> **Compiti da svolgere**
(a) Rispondi a queste domande sulla sentenza:
(i) In che data si è tenuta l'udienza?
(ii) Quale corte ha emesso la sentenza del 14 giugno 2024?
(iii) In quante dosi era suddivisa la sostanza?
(b) Ricopia dalla sentenza il passo che va da "RITENUTO IN FATTO" fino a "1.200,00 di multa.".

> **Testo fornito**

Sentenza di Cassazione Penale Sez. 4 Num. 15702 Anno 2025
Penale Sent. Sez. 4 Num. 15702 Anno 2025
Presidente: COGNOME NOME
Relatore: COGNOME
Data Udienza: 02/04/2025
SENTENZA
sul ricorso proposto da:
COGNOME NOME nato a FOGGIA il 03/10/1983
avverso la sentenza del 14/06/2024 della CORTE APPELLO di BARI
visti gli atti, il provvedimento impugnato e il ricorso; udita la relazione svolta dal Consigliere NOME COGNOME
lette le conclusioni del PG, in persona del Sostituto Procuratore NOME COGNOME che ha chiesto il rigetto del ricorso.
RITENUTO IN FATTO
Con sentenza del 14 giugno 2024 la Corte di appello di Bari ha confermato la sentenza pronunciata il 26 ottobre 2022 – all’esito di giudizio abbreviato – dal Tribunale di Foggia. NOME COGNOME è stato ritenuto responsabile del reato di cui all’art. 73, comma 5, d.P.R. 9 ottobre 1990 n. 309 per aver detenuto a fini di spaccio grammi 2,14 di hashish e grammi 12,4 di marijuana, sostanza suddivisa in diciassette dosi poste all’interno di una busta di cellophane. Operata la diminuzione conseguente alla scelta del rito, l’imputato è stato condannato alla pena, condizionalmente sospesa, di mesi sei di reclusione ed C 1.200,00 di multa.

Voci di etichettatura della posizione degli oggetti:
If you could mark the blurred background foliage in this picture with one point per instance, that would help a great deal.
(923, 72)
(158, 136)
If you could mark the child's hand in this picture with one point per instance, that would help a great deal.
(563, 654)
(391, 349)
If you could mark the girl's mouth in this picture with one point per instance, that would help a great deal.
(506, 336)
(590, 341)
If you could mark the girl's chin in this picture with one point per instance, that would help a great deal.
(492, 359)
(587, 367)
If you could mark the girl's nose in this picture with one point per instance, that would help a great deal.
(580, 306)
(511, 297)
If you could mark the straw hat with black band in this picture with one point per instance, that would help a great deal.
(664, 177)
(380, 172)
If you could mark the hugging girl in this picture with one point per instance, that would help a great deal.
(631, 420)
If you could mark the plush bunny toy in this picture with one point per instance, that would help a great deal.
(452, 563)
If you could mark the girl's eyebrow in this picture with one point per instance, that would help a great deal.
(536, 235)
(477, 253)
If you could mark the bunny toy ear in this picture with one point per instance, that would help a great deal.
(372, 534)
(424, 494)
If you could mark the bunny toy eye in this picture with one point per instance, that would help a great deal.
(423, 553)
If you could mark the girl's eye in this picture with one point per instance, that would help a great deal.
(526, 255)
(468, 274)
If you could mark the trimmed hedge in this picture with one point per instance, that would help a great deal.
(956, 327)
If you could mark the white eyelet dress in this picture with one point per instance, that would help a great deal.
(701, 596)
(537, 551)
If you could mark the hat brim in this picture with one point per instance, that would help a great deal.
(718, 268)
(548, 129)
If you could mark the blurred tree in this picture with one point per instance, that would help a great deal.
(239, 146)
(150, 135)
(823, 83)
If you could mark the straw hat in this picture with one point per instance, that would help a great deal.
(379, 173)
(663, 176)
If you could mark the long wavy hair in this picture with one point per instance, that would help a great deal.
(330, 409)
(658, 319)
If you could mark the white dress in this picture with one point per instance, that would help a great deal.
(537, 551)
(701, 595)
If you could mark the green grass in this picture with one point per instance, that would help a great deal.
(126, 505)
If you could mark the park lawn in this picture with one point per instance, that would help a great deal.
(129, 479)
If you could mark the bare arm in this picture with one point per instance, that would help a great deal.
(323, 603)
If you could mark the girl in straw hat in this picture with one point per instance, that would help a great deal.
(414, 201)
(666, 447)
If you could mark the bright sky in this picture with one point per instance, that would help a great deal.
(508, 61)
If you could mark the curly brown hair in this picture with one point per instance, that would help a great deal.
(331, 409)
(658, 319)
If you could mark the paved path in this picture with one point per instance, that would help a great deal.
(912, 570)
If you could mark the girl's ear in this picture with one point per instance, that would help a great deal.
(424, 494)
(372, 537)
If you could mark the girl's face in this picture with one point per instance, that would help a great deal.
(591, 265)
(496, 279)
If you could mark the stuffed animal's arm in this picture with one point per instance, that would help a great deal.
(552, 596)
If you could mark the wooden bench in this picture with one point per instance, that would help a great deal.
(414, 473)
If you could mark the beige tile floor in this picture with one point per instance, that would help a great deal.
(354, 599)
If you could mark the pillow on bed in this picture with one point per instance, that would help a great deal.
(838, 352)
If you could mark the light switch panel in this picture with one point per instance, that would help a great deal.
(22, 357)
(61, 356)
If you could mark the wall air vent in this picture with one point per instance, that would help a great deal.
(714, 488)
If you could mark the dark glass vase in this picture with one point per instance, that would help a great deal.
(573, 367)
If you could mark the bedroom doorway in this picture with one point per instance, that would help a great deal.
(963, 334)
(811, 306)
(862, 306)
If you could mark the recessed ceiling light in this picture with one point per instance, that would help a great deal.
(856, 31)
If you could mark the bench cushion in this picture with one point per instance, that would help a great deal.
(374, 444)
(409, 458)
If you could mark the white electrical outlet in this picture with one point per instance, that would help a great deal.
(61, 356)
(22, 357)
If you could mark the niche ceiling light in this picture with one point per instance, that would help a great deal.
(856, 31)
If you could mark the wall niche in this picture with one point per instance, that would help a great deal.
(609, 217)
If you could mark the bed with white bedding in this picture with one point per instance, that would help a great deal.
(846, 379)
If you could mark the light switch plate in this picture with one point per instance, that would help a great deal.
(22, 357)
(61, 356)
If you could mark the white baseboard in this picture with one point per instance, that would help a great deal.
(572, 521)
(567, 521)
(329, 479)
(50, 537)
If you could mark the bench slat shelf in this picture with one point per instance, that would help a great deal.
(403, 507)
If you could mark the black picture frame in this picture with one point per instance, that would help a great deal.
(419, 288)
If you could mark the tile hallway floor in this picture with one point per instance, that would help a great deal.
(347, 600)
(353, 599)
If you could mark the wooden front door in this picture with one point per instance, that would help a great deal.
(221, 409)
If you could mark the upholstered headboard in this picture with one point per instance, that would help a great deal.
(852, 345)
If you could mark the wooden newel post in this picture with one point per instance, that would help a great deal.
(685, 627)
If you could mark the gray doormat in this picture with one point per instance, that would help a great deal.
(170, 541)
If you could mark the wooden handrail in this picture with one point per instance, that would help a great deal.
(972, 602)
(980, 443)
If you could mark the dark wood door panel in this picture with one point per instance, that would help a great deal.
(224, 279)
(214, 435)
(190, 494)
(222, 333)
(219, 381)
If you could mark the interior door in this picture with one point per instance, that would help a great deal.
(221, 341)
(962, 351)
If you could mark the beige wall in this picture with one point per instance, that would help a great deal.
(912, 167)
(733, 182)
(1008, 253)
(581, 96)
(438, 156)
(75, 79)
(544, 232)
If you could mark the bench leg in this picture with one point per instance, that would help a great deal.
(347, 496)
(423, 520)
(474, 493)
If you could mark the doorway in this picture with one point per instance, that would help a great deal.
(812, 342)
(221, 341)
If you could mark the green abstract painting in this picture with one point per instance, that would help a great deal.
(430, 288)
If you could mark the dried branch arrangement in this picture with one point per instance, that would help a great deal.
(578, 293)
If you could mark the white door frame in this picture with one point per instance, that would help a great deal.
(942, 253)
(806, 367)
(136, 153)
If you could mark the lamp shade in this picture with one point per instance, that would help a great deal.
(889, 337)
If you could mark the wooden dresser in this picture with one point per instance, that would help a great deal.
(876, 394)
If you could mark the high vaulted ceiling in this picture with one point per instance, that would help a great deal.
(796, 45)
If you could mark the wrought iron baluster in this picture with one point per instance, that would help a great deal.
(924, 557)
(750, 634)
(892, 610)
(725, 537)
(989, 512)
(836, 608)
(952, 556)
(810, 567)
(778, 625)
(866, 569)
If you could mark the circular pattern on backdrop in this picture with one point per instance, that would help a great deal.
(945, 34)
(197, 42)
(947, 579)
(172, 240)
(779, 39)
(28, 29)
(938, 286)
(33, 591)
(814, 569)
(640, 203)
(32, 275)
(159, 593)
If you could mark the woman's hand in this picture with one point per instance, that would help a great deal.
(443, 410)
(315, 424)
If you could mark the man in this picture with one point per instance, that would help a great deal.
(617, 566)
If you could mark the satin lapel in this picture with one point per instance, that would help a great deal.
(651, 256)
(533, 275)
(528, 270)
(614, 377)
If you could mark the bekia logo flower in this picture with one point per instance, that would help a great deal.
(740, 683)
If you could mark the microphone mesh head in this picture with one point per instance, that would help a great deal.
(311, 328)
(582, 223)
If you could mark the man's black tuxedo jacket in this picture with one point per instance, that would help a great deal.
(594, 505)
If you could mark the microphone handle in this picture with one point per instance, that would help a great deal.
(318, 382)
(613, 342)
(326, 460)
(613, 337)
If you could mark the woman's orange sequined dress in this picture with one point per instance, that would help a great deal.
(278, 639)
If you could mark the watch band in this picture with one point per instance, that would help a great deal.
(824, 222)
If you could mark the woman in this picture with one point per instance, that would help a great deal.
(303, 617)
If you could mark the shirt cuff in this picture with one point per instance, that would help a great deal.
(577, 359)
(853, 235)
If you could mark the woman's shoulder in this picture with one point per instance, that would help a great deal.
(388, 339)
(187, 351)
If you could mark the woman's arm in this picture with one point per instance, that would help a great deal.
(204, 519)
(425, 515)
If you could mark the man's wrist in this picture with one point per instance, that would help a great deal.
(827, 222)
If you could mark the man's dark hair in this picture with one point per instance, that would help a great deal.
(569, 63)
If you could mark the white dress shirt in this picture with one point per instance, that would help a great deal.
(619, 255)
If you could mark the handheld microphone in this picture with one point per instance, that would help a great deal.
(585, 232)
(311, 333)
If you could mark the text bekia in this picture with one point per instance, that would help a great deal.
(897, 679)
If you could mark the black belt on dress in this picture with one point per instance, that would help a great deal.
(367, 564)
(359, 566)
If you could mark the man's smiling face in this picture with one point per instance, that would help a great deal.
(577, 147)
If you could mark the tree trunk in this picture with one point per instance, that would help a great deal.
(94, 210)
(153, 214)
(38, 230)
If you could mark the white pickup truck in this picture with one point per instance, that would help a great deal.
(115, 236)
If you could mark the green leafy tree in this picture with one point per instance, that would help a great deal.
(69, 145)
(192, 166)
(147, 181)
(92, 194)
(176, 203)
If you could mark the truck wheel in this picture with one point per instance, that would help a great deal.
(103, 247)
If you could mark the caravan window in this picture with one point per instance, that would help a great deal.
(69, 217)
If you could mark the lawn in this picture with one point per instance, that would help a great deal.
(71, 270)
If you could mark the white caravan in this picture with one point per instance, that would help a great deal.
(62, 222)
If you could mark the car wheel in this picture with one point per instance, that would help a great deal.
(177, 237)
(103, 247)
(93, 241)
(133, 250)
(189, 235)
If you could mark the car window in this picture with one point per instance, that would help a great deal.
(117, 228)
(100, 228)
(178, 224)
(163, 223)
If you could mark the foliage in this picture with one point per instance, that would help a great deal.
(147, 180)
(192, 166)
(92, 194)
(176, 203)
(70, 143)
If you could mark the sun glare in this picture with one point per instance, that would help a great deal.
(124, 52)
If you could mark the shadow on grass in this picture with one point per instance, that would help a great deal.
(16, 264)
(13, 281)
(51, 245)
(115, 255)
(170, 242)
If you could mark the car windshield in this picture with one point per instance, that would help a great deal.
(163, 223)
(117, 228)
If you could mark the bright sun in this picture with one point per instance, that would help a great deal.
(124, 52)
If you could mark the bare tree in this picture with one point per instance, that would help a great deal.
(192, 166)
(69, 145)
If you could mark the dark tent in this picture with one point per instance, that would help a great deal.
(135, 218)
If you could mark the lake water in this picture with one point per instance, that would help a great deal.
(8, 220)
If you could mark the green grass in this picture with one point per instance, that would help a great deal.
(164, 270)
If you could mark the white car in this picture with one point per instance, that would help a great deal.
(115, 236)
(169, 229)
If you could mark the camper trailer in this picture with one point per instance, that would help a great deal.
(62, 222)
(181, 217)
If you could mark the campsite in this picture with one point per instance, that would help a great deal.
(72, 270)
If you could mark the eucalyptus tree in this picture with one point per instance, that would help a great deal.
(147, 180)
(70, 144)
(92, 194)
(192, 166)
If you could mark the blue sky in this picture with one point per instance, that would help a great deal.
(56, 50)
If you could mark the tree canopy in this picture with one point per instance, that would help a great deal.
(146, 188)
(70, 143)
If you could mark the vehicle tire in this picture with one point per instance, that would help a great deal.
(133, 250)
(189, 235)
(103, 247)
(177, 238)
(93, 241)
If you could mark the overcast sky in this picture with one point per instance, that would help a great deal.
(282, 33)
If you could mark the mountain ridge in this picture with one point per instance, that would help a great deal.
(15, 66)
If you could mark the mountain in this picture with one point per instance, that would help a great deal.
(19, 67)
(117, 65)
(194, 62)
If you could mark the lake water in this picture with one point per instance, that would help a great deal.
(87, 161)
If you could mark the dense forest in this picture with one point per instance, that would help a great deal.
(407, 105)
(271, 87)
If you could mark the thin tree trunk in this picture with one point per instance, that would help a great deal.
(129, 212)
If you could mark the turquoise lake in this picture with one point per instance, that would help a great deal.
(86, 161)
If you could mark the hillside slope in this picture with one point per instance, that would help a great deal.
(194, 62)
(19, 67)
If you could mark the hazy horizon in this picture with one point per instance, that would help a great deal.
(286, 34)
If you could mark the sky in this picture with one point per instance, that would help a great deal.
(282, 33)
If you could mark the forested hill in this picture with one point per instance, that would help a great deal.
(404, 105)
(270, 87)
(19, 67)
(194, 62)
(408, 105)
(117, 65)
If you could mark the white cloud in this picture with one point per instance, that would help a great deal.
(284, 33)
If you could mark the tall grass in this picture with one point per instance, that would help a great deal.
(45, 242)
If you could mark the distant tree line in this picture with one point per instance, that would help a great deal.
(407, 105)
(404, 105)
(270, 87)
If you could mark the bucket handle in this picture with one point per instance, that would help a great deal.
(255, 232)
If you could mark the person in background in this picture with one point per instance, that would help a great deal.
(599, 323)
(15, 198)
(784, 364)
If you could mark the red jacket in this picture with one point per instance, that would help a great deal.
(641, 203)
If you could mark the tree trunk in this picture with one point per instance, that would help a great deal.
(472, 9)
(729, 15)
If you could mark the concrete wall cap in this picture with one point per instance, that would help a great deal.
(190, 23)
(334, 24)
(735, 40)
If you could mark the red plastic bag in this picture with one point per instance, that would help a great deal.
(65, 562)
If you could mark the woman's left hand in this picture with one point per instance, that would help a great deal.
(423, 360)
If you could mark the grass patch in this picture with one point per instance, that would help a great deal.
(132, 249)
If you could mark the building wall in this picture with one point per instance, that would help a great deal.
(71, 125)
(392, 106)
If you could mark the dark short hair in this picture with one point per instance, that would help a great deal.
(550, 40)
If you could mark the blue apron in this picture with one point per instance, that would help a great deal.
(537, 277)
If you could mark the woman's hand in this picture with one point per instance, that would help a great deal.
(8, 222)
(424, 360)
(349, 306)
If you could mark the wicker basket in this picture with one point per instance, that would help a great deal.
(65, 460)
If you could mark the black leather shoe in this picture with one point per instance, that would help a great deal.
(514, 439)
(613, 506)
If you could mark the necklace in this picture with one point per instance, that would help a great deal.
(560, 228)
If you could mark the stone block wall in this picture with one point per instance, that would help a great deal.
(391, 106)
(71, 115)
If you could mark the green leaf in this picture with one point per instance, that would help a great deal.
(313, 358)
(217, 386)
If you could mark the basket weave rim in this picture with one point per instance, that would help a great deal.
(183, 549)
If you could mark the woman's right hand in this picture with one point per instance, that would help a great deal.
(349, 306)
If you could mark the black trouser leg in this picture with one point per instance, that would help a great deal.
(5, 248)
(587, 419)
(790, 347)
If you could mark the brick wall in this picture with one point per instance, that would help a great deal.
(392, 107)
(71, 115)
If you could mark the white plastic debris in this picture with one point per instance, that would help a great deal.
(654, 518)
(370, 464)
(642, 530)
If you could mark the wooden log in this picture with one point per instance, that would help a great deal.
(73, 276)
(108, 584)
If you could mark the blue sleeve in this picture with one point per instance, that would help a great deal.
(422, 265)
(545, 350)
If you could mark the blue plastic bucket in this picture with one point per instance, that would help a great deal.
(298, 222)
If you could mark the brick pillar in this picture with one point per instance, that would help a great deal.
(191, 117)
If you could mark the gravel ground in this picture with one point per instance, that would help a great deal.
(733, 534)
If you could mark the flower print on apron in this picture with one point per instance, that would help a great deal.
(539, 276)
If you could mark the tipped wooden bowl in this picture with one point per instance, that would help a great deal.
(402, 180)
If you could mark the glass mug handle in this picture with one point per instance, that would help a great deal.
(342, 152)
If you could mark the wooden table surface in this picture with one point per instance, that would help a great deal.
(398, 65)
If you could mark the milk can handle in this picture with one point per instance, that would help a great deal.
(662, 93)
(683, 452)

> **Soluzioni dei compiti**
(a)
(i) Il 02/04/2025.
(ii) La Corte di appello di Bari.
(iii) In diciassette dosi.

(b)
RITENUTO IN FATTO
Con sentenza del 14 giugno 2024 la Corte di appello di Bari ha confermato la sentenza pronunciata il 26 ottobre 2022 – all’esito di giudizio abbreviato – dal Tribunale di Foggia. NOME COGNOME è stato ritenuto responsabile del reato di cui all’art. 73, comma 5, d.P.R. 9 ottobre 1990 n. 309 per aver detenuto a fini di spaccio grammi 2,14 di hashish e grammi 12,4 di marijuana, sostanza suddivisa in diciassette dosi poste all’interno di una busta di cellophane. Operata la diminuzione conseguente alla scelta del rito, l’imputato è stato condannato alla pena, condizionalmente sospesa, di mesi sei di reclusione ed C 1.200,00 di multa.